══ TASK INPUTS

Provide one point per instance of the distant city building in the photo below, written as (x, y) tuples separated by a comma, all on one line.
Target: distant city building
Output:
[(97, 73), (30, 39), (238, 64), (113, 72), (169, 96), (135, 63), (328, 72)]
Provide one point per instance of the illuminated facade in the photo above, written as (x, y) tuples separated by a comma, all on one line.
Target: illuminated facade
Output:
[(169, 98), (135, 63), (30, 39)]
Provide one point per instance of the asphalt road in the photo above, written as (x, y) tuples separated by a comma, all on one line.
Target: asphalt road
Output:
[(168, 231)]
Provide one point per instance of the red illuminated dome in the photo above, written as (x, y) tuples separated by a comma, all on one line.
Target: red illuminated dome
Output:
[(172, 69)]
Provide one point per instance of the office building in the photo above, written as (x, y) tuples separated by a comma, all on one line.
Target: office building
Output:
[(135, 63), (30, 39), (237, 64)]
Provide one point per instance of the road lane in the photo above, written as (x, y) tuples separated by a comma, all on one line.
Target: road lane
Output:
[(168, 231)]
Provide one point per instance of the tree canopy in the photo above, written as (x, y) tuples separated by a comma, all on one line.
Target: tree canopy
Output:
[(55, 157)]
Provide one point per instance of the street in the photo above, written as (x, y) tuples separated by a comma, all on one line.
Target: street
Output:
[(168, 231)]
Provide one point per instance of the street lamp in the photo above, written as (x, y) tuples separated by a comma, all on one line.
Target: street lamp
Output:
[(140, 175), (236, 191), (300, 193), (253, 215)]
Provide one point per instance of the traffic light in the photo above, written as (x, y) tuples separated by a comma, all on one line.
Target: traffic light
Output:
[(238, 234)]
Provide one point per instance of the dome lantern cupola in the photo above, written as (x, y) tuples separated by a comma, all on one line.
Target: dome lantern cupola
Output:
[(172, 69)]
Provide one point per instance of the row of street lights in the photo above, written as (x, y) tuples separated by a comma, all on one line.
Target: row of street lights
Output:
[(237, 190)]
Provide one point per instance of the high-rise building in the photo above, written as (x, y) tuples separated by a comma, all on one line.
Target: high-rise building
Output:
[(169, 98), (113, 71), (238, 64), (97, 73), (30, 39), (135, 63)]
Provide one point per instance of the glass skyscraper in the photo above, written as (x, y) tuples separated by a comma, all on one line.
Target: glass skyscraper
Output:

════

Write the material above out again, exactly as it reads.

Provide one point per instance of the distant city building in the photo below, written as (x, y) tuples separated by a comma, all on one line.
Target: distant city building
Output:
[(97, 73), (30, 39), (238, 64), (113, 72), (169, 96), (135, 63), (328, 72)]
Provide one point per instance of the illuminated facade in the photo above, written as (x, y) tuples separated by a comma, all on one line.
Target: illuminated facade
Output:
[(169, 98), (135, 63), (30, 39)]
Provide one point per instance of the asphalt road in the photo above, written as (x, y) tuples separated by a comma, all on one line.
Target: asphalt road
Output:
[(168, 231)]
Provide one point per instance of the red illuminated dome in the photo above, written as (x, y) tuples separated by a comma, all on one line.
Target: red illuminated dome
Output:
[(172, 69)]
Provide one point per instance of the office building in the photo above, written as (x, y) tuples separated by a comma, all on one line.
Target: office building
Output:
[(135, 63), (30, 39), (237, 64)]
Provide one point per instance of the road lane in the photo above, written as (x, y) tuples separated by a comma, all on one line.
Target: road lane
Output:
[(168, 231)]
Provide one point per instance of the tree canopy in the photo above, written as (x, y) tuples separated by a comma, all on one line.
Target: tree canopy
Output:
[(55, 157)]
Provide one point per instance of the street in the photo above, written as (x, y) tuples separated by a comma, all on one line.
Target: street
Output:
[(168, 231)]
Provide one point per instance of the street lamp in the photo above, written as (x, y) tuples separated by a comma, all on one line.
Target: street lamp
Output:
[(140, 175), (236, 191), (300, 193), (253, 215)]
Provide one point per instance of the traffic light in the photo above, written as (x, y) tuples separated by a comma, all on one line.
Target: traffic light
Output:
[(238, 234)]
Provide one point per instance of the dome lantern cupola in the photo above, written as (x, y) tuples separated by a comma, all on one line.
Target: dome lantern cupola
Output:
[(172, 69)]
Provide one point per instance of the row of street lights in the photo above, written as (x, y) tuples separated by a comma, all on one line.
Target: row of street lights
Output:
[(237, 190)]
Provide one point per instance of the high-rise building in the photo above, written as (x, y) tuples separated by a comma, all on one line.
Target: high-rise building
Output:
[(169, 98), (113, 71), (238, 64), (97, 73), (30, 39), (135, 63)]
Provide one point per instance of the glass skyscraper in the photo above, written as (x, y) tuples separated by a comma, all on one line.
Target: glass skyscraper
Output:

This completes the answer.